>> start PASSAGE GIVEN
2.What Was Your First “Sighting” of One?
OK, when I speak of the sighting of one, I'm not talking about family members like a brother or something. I mean, when was the first time you experienced one in a sexual setting? You know what they say—first impressions are important. Oftentimes, when we talk about our first time, it's the act itself that we're referencing but seeing someone's genitalia, knowing that it's about to enter into your body can be pretty overwhelming too. For me personally, the first guy that I tried to have sex with (tried because it literally didn't go in when we tried at two different times; in hindsight, I think the universe was intervening) had a penis that was non-threatening.
It was clean. He was circumcised (which is all that I knew about). It wasn't huge or anything, so I was game. And I'm glad that it was that way for me because I've got friends who have talked about their first having poor hygiene (like not manicuring their pubic hair), the penile skin being seriously discolored (for which they were ill-prepared) or the penis or scrotum being so big that they were intimidated like a mug. And when that's the case, it really can kind of scar you when it comes to what you think about all penises, moving forward.
So yeah, if you're someone who kind of has the "If I don't have to look at them, I'd rather pass" kind of outlook, reflect a little on your first experience with one. I wouldn't be surprised at all if that had something to do with it.
3.What Do You Like About ‘Em? What Do You Dislike?
To piggyback a bit on what I just said, take a moment to really think about penises. If you're already like "eww"—that's a huge sign that you are past merely tolerating them and honestly, that is probably hindering you from having a great sex life. If you're open to thinking deeply, ask yourself what you like about penises and…what you don't. There are some people in my sexual past who had really attractive penises. And they manicured their pubic hair. And they smelled amazing down there. And their scrotum (balls) was nice and smooth. Then there are a couple of guys who, when I think about their genitalia, it kind of makes me feel queasy. Basically, they were the opposite of everything that I just said.
>> end PASSAGE GIVEN
>> start THE INPUT
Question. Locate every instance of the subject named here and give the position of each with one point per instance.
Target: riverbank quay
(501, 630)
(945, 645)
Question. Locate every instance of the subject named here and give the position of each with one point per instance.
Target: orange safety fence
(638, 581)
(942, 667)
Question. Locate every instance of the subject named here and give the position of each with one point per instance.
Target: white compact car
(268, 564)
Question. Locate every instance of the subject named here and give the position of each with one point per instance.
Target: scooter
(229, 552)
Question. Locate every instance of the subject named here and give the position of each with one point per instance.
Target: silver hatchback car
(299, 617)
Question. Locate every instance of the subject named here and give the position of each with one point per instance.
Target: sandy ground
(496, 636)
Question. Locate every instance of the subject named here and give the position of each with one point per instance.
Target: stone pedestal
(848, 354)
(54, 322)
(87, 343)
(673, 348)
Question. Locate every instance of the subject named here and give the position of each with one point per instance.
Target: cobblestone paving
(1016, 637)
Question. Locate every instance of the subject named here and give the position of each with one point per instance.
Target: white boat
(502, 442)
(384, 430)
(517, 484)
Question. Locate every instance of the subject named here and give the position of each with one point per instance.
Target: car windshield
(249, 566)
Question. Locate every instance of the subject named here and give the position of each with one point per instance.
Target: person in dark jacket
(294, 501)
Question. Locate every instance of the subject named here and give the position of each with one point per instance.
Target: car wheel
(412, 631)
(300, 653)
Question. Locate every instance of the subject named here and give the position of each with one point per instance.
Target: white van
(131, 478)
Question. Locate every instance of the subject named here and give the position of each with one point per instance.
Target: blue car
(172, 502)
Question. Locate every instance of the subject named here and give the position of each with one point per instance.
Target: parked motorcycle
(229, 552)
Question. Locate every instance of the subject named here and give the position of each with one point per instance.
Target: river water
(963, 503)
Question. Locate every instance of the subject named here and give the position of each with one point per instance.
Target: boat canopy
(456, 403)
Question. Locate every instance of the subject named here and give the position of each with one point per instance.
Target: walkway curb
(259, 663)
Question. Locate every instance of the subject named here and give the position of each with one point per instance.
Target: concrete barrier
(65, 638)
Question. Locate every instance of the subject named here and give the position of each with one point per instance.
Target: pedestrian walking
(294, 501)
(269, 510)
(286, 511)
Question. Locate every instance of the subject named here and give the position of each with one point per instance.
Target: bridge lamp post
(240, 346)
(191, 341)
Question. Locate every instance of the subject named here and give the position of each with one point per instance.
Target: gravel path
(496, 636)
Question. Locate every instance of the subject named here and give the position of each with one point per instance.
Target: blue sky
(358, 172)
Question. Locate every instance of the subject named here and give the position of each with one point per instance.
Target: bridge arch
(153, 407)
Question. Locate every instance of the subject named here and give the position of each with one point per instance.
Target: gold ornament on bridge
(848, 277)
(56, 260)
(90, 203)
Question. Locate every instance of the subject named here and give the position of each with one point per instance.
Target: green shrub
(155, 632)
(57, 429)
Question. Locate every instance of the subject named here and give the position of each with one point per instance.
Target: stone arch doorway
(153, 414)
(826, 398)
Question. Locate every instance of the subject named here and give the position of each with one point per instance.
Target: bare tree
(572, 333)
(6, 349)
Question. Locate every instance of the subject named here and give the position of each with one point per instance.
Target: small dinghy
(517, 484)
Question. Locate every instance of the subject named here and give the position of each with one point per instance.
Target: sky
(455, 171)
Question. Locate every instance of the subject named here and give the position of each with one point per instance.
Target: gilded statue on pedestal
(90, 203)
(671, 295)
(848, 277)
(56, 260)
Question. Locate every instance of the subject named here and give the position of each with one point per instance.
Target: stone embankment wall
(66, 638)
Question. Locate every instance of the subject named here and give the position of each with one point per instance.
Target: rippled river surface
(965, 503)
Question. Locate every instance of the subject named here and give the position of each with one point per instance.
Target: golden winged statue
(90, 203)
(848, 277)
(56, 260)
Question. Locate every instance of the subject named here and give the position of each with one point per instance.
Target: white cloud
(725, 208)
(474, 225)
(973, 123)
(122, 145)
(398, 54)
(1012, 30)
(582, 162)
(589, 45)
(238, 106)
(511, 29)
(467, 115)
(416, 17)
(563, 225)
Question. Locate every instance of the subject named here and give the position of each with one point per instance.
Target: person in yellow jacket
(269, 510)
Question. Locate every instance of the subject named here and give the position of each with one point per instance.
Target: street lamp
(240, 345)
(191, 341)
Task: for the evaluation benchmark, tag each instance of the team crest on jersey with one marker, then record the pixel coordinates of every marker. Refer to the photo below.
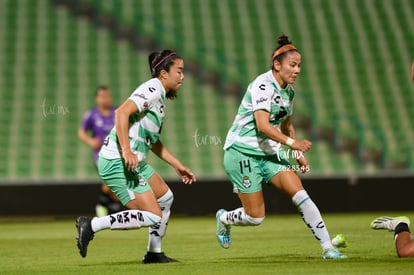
>> end THE INPUT
** PROMPT 1 **
According to the passage, what does the saying say about first impressions?
** PROMPT 2 **
Identify and copy every line of the records that contains the word "white".

** TASK OUTPUT 1 **
First impressions are important.

** TASK OUTPUT 2 **
Target: white compact car
Target: white boat
Target: white van
Target: white cloud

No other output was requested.